Source document:
=====

Siddle assumed the role of senior pro instead of 21-Test student in the initial negotiations with Dar after Australia's referral for an inside edge had been dismissed due to a lack of evidence. Having over-reacted in the middle, with a series of arm waving and arguing with Dar before Ponting took over the debate, Siddle hid behind a series of "no comments" after play, looking equally as silly as he did during the original incident occurred. He briefly expanded to say of the exchange that "it's just cricket".

It was an eventful day for the earthy resident Victorian, who appeals more to the punters in Bay 13 than the Melbourne Cricket Club members. Siddle knows his audience too, turning to the general admission seats and his team-mates to celebrate his successes with his wild roars and over-played gestures.

An hour after stumps Siddle would not explain why there was confusion over the Pietersen decision, with a Cricket Australia official saying they did not want to jeopardise a potential hearing. Brad Haddin was the only fielder to hear the nick and he convinced Ponting to contest the appeal. It looked obvious to everyone with a television replay that there was no inside edge, but Siddle and Ponting sensed injustice after watching the same footage on the big screen. Ponting received a fine of 40% of his match fee for his protests.

Siddle's logic during his press conference became so muddled that he said the players should look to Ponting for inspiration as they try to save the match over the next three days. Ponting has scored 93 runs in four Tests, has a broken finger, and finally cracked publicly under the pressure to avoid losing an Ashes series for the third time. He argued with Dar over two overs during the Pietersen episode and also had grumpy exchanges with the batsman and Tony Hill, the other umpire.

"He is the same man, a strong character," Siddle said of Ponting. "He always works hard, backs you up to the hilt and leads by example. That is what we go by."

=====

Source data:
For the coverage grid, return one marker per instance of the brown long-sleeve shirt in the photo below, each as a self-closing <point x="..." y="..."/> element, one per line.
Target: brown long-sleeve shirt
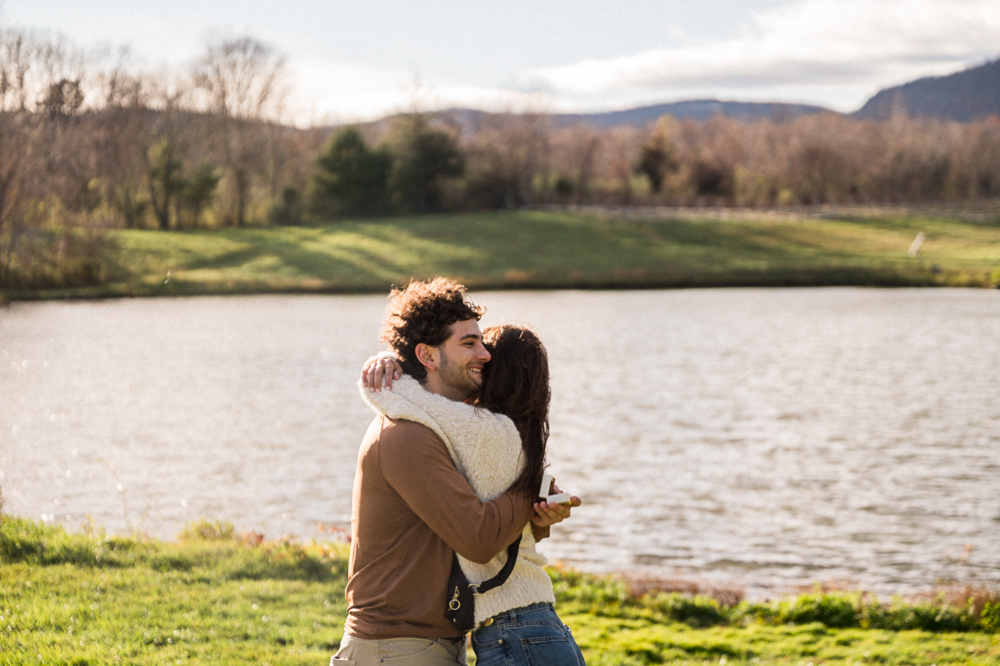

=====

Exercise 1:
In the cricket report on Siddle and Ponting, what penalty did Ponting receive for his protests?
Exercise 2:
Continue the cricket report on Siddle and Ponting from the point where it ends.

Exercise result 1:
A fine of 40% of his match fee.

Exercise result 2:
A better example of how to play at the moment would come from taking an interest in England, who lead by 346 runs and still have five first-innings wickets in hand. Without Siddle, who performed extremely well whenever he had the ball, the situation would be even worse. His 3 for 58 from 26 overs provided the side with penetration and a crucial element of control, but despite all of the heroics Australia are still a speck in England's rear-view mirror.

Siddle provided a spark on the second morning by removing Alastair Cook and Andrew Strauss within 13 runs of the resumption. The delivery to dismiss Strauss was a brute, with the batsman edging the rising ball to gully after trying to steer to the legside. Australia's problem was that the wickets didn't come on the opening afternoon, when England had already careered past their first-innings 98.

Siddle wasn't bowling at the time of the Pietersen controversy so Ponting cleverly redirected his fire and was rewarded almost immediately. Bowling around 140 kph, he got one to stay low and had Pietersen lbw for 51. While the delivery provided some much-needed cheer, it also caused more doubts for the batsmen who will be charged with the second-innings rescue.

At fine-leg Siddle was also highly effective. Instead of regaining his breath in between overs he caught Paul Collingwood and Ian Bell when they hooked carelessly at Mitchell Johnson before tea. The lunging, low take of Bell was particularly athletic and Siddle's string of useful contributions showed his value to the side. He just has to stay involved in the right way, instead of jumping into arguments on behalf of his team-mates.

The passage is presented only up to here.